Repeat the data exactly. Pictures stay out.

----

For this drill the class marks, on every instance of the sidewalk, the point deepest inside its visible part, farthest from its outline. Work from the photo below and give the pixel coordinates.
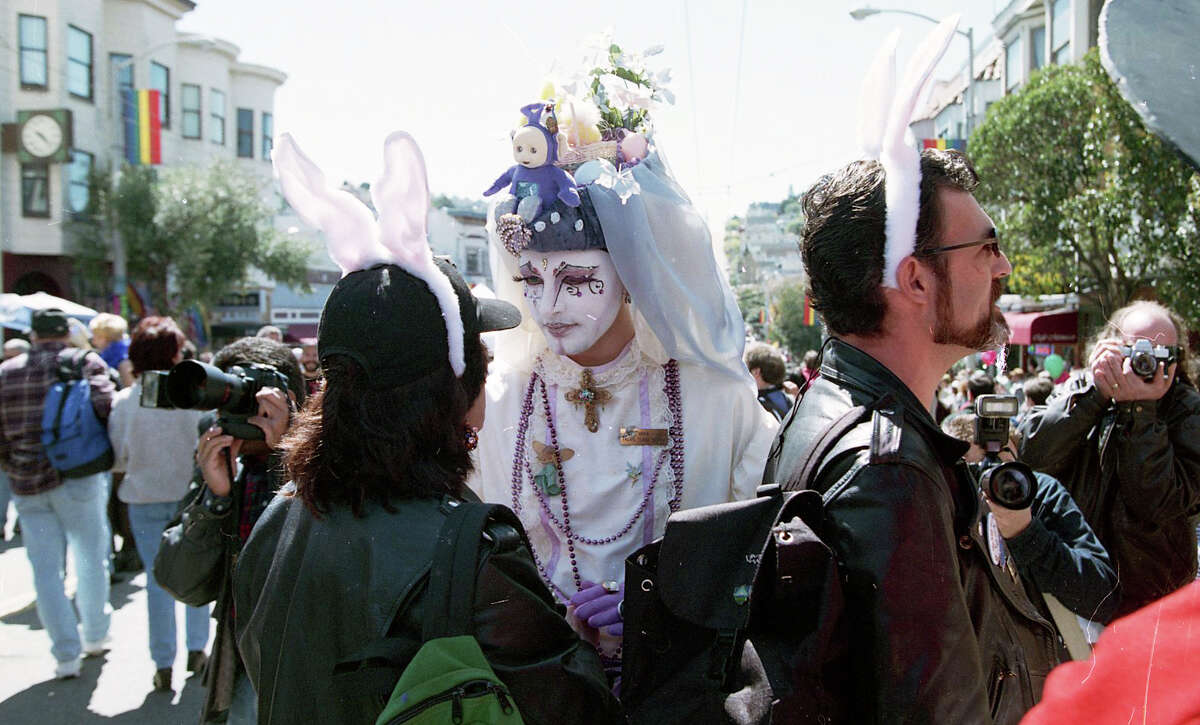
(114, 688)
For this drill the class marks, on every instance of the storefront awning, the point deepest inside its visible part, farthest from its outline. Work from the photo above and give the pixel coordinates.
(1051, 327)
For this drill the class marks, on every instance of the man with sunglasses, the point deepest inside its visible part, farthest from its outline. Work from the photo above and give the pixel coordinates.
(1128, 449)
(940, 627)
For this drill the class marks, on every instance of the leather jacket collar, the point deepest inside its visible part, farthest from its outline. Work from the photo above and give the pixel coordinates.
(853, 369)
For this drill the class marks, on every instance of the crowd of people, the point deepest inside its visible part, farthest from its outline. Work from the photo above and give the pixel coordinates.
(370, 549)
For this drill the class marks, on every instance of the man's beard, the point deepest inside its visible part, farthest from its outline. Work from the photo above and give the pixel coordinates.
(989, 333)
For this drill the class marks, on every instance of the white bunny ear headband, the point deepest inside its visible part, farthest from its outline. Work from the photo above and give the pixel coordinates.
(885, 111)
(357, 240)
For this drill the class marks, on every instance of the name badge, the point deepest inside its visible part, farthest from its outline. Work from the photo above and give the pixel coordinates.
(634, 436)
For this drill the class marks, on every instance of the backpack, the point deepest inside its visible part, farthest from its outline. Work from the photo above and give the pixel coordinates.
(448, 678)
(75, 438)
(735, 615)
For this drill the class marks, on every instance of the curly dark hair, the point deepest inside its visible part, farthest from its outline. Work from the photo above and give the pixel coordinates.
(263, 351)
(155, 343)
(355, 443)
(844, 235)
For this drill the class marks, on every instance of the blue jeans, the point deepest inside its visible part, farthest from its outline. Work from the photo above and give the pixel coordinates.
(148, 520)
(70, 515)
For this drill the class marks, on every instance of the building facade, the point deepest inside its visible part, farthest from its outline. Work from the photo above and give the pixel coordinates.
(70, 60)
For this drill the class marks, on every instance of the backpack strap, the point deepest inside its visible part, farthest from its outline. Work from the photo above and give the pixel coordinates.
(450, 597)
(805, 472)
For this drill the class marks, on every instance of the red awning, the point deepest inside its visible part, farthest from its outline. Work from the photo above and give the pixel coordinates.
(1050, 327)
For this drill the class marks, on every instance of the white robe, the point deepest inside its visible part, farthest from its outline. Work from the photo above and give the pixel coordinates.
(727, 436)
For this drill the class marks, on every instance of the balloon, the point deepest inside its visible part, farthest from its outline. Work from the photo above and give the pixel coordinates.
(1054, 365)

----

--- WORKED SOLUTION ---
For this drill the class marks, on every instance of the sidewalk, the point deepest inside its visible part, farthest from its outline. Work from the photo below and give the pixel coordinates.
(114, 688)
For this drill the class marks, on every instance of the storefront awning, the point deepest inside its visible part, farthest from its outline. Work from the photo above and give the pixel coordinates.
(1051, 327)
For this drill the class marks, on every instance of the man with sunglasses, the point deepest inside its visible part, farthest from its outline. Work from the photo above and give the pixel coordinates.
(1128, 449)
(940, 627)
For this drill the class marks, on every instance of the leather jacket collar, the point deepest inside its visible part, farthest from its outline. Work from the photo above and give the pixel coordinates.
(853, 369)
For this drill the class marks, on every instance of the crowd of people, the point deepest inside its visible part, farthest from its outline. Work from the photo above and give the pixel coordinates.
(370, 549)
For this drill the class marks, on every instance of the man's beard, the point deepest inside its visible part, farthest from its outline. Work from the photo above and give the pixel coordinates.
(989, 333)
For this drill the class marks, on every instance of the white bunny ear headband, the point deepest inside its visible part, farthest from its outline. Work from the photo above and give the pixel coordinates.
(885, 111)
(357, 240)
For this drill the class marks, on every instance of the name badge, the point deepest inside its visible part, farthest from its outline. Work from the photo above and give the pixel coordinates.
(634, 436)
For this drill the class marks, on every instance of the backpack, the point deepest inside its visible part, farthest from its outline. Work from the photo above and give the pixel coordinates.
(448, 678)
(75, 438)
(735, 615)
For this drill the class marks, on every instance of the curly dark hair, the point deepest inside its visible part, farthest from its outline. Work from the photo above and give the pixel coordinates.
(263, 351)
(155, 343)
(355, 443)
(844, 235)
For this drill the class marks, on every instance of the blue jeans, the point deepest inside its visible part, farthest from its outline. Work from the photo above and give the pixel coordinates.
(148, 520)
(70, 515)
For this drill the class marks, on every instance of the building facade, the point deepest inside its visible part, farthest from its outline. Work from the photo above and give the pixel coordinates.
(70, 60)
For this drill the class marks, on every instance of the backpack strap, the point deepest inside its visible part, farthest from its outline. Work from the photo above and give the pixel coordinates.
(450, 597)
(805, 472)
For this drill the class marks, on every instance of the red awning, the point deepest inside its visible part, farthest from its outline. Work from the photo above and give the pixel coordinates.
(1050, 327)
For this drill the class marks, on every instance of the white robe, the point deepest inside its visible part, farthest from its outline. Work from the photo above and give the pixel coordinates.
(727, 436)
For this drill the class marks, on every instance of the balloon, the point deepest inside its visible part, farthest from its outline. Work from the photo above and give the pixel coordinates.
(1054, 365)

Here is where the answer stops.